» Given task
How many lines of the data below contain the string "grass"? Case counts. Reply with the number only.
Recorded data start
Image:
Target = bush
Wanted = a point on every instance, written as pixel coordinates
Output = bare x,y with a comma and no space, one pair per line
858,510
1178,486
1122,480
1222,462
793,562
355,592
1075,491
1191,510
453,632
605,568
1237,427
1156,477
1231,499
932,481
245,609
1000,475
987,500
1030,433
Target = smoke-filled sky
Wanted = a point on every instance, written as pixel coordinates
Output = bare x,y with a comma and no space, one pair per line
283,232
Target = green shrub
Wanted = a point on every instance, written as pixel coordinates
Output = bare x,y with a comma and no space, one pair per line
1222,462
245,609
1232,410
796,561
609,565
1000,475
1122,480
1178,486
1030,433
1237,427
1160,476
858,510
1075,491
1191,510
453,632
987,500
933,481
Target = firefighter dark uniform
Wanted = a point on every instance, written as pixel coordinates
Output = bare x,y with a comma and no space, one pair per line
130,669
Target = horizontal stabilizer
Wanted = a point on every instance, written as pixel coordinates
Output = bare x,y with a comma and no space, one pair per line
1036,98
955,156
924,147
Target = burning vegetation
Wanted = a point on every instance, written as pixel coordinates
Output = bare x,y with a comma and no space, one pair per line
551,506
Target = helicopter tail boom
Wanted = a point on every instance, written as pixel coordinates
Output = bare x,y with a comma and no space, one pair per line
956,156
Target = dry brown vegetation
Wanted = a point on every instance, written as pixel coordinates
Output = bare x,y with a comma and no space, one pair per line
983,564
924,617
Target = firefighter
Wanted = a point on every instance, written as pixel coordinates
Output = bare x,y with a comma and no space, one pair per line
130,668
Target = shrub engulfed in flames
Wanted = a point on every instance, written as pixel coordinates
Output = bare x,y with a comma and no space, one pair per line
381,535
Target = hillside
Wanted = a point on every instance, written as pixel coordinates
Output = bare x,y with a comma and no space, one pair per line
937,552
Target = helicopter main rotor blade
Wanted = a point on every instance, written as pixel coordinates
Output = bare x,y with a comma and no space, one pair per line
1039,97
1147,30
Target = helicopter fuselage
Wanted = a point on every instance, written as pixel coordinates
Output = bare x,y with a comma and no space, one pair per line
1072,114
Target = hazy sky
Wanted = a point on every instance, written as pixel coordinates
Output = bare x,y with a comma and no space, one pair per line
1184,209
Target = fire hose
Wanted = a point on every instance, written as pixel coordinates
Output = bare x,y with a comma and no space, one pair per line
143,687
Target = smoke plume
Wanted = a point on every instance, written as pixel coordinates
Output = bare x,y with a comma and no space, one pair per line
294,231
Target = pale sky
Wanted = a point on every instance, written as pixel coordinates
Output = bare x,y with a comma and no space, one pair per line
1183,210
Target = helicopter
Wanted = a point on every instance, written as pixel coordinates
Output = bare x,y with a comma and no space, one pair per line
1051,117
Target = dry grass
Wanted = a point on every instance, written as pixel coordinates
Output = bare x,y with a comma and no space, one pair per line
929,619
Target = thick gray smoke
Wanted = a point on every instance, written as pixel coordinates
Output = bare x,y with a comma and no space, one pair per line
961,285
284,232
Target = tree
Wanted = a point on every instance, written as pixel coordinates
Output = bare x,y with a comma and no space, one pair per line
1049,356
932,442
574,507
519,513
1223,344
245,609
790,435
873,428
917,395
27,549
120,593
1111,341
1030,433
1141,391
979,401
Recorded data end
Recorded data start
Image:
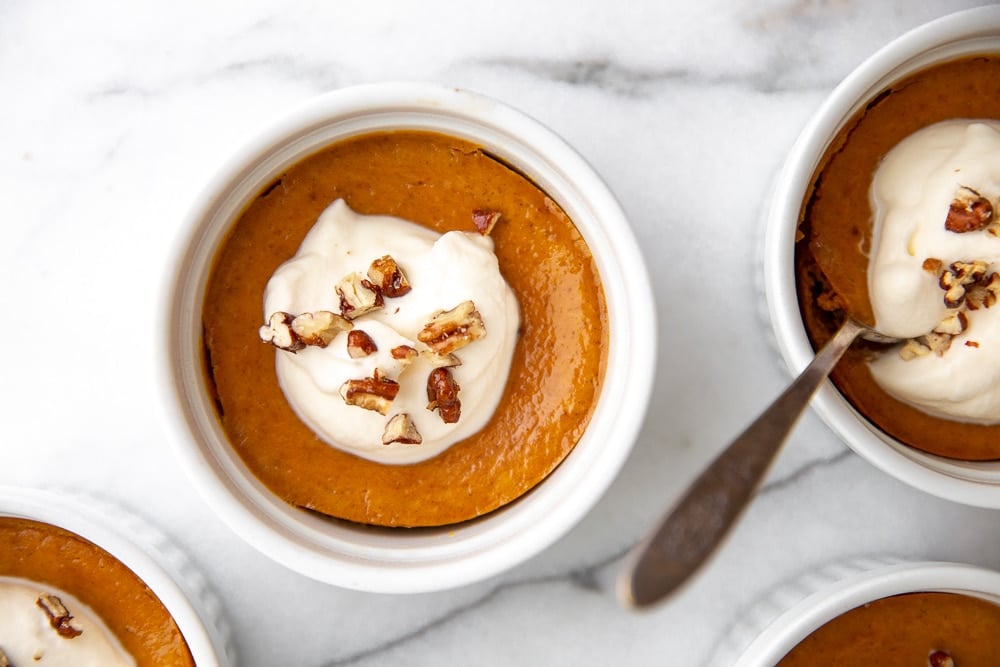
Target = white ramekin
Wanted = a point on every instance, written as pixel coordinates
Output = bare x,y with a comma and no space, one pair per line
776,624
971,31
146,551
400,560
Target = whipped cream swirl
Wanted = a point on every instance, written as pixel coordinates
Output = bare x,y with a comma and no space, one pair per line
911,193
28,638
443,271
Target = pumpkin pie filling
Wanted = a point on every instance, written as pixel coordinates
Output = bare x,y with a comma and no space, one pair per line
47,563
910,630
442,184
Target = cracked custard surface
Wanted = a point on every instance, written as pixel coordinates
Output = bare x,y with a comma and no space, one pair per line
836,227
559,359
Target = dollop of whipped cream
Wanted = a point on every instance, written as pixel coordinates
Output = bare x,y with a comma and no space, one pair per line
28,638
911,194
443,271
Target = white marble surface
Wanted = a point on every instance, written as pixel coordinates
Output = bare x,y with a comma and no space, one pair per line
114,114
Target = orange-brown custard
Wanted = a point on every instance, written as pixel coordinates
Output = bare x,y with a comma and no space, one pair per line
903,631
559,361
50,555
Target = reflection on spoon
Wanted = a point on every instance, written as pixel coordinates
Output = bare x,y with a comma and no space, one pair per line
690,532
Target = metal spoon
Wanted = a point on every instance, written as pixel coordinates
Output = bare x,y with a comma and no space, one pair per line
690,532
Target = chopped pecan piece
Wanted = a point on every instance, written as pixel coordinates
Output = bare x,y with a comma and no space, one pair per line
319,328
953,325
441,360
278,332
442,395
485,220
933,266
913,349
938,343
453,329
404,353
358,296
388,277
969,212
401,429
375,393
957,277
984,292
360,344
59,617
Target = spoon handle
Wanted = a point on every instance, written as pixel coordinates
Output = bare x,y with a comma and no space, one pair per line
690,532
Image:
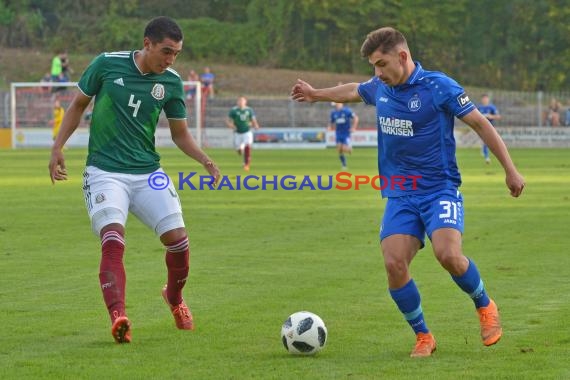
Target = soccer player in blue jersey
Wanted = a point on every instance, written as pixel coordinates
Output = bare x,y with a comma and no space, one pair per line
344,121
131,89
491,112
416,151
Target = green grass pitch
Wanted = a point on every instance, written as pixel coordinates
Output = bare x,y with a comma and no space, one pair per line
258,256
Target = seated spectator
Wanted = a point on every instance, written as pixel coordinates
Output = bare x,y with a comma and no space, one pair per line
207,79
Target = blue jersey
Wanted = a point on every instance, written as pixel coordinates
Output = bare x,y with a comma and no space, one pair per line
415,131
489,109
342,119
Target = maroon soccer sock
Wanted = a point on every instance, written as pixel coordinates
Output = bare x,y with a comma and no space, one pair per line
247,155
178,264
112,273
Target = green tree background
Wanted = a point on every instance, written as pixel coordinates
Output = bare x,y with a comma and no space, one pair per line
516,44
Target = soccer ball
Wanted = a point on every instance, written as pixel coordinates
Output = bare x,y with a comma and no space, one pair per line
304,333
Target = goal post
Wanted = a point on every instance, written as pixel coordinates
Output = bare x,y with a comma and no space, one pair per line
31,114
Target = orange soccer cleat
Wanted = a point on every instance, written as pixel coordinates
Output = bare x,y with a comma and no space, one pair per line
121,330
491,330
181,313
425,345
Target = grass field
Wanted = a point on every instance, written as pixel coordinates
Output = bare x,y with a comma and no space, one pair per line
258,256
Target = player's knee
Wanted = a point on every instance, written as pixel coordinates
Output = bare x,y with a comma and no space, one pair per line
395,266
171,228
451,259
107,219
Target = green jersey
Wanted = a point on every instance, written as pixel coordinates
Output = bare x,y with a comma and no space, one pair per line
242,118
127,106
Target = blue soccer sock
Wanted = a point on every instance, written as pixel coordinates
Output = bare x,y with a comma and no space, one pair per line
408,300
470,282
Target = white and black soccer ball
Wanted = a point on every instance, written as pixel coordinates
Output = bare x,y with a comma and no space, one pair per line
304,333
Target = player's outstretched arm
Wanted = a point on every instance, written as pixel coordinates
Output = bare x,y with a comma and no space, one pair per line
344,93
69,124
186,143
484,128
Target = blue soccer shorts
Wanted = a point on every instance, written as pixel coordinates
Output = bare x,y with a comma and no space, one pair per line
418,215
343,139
Recorded data end
» Answer for the task
3